▸ GOAL:
Rewrite all the items below, changing "one point per instance" to "a single point for each instance" wherever it occurs and keeping every other character the same.

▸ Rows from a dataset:
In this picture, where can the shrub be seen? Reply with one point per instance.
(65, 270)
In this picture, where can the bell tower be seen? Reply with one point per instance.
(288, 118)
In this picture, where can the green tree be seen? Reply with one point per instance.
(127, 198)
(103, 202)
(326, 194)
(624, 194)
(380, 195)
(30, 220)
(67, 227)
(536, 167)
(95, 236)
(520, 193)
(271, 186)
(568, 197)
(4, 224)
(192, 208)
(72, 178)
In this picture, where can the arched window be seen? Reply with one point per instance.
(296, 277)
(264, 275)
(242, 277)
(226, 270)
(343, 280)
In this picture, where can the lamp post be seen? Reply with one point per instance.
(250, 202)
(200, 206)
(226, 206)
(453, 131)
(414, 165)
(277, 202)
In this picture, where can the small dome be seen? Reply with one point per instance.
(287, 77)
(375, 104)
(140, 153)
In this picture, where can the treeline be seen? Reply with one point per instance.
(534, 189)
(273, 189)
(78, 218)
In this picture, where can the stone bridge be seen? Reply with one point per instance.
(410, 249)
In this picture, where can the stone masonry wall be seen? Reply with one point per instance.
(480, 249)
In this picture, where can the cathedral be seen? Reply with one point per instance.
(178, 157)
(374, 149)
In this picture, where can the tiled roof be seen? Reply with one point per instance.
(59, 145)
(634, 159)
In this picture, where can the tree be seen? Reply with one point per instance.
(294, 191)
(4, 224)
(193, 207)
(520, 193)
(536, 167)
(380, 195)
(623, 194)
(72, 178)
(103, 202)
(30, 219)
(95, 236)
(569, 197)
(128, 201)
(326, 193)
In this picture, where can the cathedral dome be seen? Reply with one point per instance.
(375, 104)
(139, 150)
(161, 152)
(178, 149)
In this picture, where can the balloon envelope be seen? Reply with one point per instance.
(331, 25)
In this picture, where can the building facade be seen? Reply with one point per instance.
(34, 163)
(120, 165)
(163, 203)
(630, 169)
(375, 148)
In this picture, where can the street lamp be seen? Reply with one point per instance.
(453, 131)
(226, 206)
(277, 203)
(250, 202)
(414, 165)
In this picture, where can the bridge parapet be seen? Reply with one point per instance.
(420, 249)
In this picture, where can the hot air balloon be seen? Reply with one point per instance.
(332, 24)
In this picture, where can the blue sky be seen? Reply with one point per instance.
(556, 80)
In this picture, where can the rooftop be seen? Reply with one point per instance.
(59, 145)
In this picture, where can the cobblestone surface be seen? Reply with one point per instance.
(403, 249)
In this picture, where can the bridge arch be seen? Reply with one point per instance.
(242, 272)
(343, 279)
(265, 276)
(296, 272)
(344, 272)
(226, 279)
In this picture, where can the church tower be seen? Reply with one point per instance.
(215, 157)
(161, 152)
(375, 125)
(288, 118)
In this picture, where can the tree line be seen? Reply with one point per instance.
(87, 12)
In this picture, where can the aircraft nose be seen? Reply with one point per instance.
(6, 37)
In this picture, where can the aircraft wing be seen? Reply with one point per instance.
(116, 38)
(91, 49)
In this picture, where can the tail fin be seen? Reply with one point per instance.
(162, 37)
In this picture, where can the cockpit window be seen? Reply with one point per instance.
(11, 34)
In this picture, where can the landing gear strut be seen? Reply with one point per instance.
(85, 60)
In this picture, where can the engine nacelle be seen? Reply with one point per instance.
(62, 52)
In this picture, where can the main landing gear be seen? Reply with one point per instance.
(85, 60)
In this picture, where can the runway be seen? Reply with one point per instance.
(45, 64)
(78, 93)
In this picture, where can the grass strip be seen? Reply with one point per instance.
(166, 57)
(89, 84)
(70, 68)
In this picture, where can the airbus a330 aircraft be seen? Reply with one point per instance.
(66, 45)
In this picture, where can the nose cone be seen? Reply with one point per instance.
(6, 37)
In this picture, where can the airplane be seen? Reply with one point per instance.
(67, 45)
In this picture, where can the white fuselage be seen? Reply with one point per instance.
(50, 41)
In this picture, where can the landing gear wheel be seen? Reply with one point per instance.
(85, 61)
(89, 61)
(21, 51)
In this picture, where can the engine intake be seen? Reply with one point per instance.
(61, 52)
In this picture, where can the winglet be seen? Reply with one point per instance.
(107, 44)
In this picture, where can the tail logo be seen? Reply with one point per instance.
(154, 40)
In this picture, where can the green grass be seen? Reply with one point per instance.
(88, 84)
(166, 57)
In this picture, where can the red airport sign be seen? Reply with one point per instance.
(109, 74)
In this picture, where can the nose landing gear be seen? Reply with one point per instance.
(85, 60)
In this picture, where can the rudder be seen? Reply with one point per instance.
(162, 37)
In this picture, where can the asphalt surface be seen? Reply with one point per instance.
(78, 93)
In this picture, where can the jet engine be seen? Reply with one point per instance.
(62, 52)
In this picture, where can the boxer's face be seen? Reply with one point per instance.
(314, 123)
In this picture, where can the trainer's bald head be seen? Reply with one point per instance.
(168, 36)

▸ RESPONSE:
In this picture, where can the shrub be seen? Reply with a single point for each instance.
(65, 270)
In this picture, where can the bell tower be seen? Reply with a single point for each instance.
(288, 118)
In this picture, where can the green tree be seen? Reply with a single point for each instance.
(127, 198)
(103, 202)
(326, 194)
(624, 194)
(380, 195)
(30, 220)
(67, 227)
(536, 167)
(95, 236)
(520, 193)
(271, 186)
(568, 197)
(4, 224)
(192, 208)
(72, 178)
In this picture, where can the arched window be seen? Reply with a single point for each instance.
(296, 277)
(264, 275)
(242, 277)
(226, 270)
(343, 280)
In this picture, where can the lamp post be seen? Reply with a single point for each instance.
(250, 202)
(200, 206)
(226, 206)
(453, 131)
(414, 165)
(277, 202)
In this picture, where can the small dome be seen? Reply with a single point for each instance.
(287, 77)
(375, 104)
(140, 153)
In this picture, where can the treeline be seen? Reply with a single point for each instance.
(534, 189)
(273, 189)
(78, 218)
In this picture, where can the stone bridge be seen? Reply with a single point for each instance.
(410, 249)
In this picture, where can the stone masonry wall be seen? Reply with a single point for each instance.
(480, 249)
In this picture, where can the cathedral be seen? Reply with a single point for each instance.
(178, 157)
(374, 149)
In this picture, where can the tiled roof be seen? Reply with a single point for each instance.
(59, 145)
(634, 159)
In this picture, where can the tree be seen? Reply with a single point for each instance.
(294, 191)
(4, 224)
(193, 207)
(520, 193)
(536, 167)
(380, 195)
(623, 194)
(72, 178)
(103, 202)
(30, 219)
(95, 236)
(569, 197)
(128, 201)
(326, 193)
In this picture, where can the cathedral dome be seen? Reply with a single point for each instance.
(375, 104)
(139, 150)
(161, 152)
(178, 149)
In this picture, where can the balloon envelope be seen? Reply with a single point for each instance.
(331, 25)
In this picture, where can the building facade be seen? Reply with a single point for each instance.
(34, 163)
(120, 165)
(163, 203)
(630, 169)
(375, 148)
In this picture, where can the street lamp be seen? Reply with a single point for each instance.
(453, 131)
(226, 206)
(277, 203)
(250, 202)
(414, 165)
In this picture, where can the bridge parapet be seen? Reply with a single point for each instance.
(420, 249)
In this picture, where can the hot air balloon be seen? Reply with a single point for each instance.
(332, 24)
In this picture, where can the blue sky be seen? Reply with a single point for each instance.
(556, 80)
In this picture, where can the rooftop be seen? Reply with a single point for each instance.
(59, 145)
In this picture, where can the cobblestone surface be seen? Reply with a single point for each instance.
(403, 249)
In this picture, where can the bridge arch be seen? Reply with a single point for each instance.
(242, 272)
(343, 279)
(265, 276)
(296, 272)
(344, 272)
(226, 279)
In this picture, where can the church tower be seen? Reply with a single point for each instance.
(215, 157)
(161, 152)
(375, 125)
(288, 118)
In this picture, where can the tree line be seen? Reply with a single point for each instance.
(87, 12)
In this picture, where can the aircraft nose be seen? Reply with a single point for each instance.
(6, 37)
In this picture, where can the aircraft wing be seen? Reply with a single point for each instance.
(116, 38)
(91, 49)
In this picture, where can the tail fin be seen? Reply with a single point for each instance.
(162, 37)
In this picture, where can the cockpit window be seen? Reply with a single point for each instance.
(11, 34)
In this picture, where can the landing gear strut be seen? Reply with a single point for each instance.
(85, 60)
In this picture, where can the engine nacelle be seen? Reply with a single point for each instance.
(62, 52)
In this picture, where can the main landing gear be seen? Reply with a single point for each instance.
(85, 60)
In this picture, where can the runway be seen? Reply with a single point for each instance.
(45, 64)
(78, 93)
In this picture, where can the grass strip be seen? Reply with a single point for each instance.
(166, 57)
(89, 84)
(70, 68)
In this picture, where can the airbus a330 aircraft be seen? Reply with a single point for each instance.
(66, 45)
In this picture, where can the nose cone be seen? Reply with a single point for each instance.
(6, 37)
In this picture, where can the airplane be seen? Reply with a single point for each instance.
(67, 45)
In this picture, where can the white fuselage be seen? Reply with a single point for each instance.
(50, 41)
In this picture, where can the landing gear wheel be seen? Reply with a single point for each instance.
(85, 61)
(89, 61)
(21, 51)
In this picture, where can the engine intake be seen? Reply with a single point for each instance.
(61, 52)
In this picture, where can the winglet be seen? Reply with a single point for each instance.
(107, 44)
In this picture, where can the tail logo be seen? Reply with a single point for each instance.
(154, 40)
In this picture, where can the green grass be seen? Reply with a single point for each instance.
(88, 84)
(166, 57)
In this picture, where can the red airport sign be seen? Reply with a single point for each instance.
(109, 74)
In this picture, where can the nose landing gear be seen? Reply with a single point for each instance.
(85, 60)
In this picture, where can the rudder be seen? Reply with a single point for each instance.
(162, 37)
In this picture, where can the asphalt surface be seen? Reply with a single point for each instance.
(78, 93)
In this picture, where can the jet engine be seen? Reply with a single point for each instance.
(62, 52)
In this picture, where can the boxer's face be seen? Reply with a single point for each instance.
(314, 123)
In this picture, where can the trainer's bald head be seen? Reply with a single point for each instance.
(168, 36)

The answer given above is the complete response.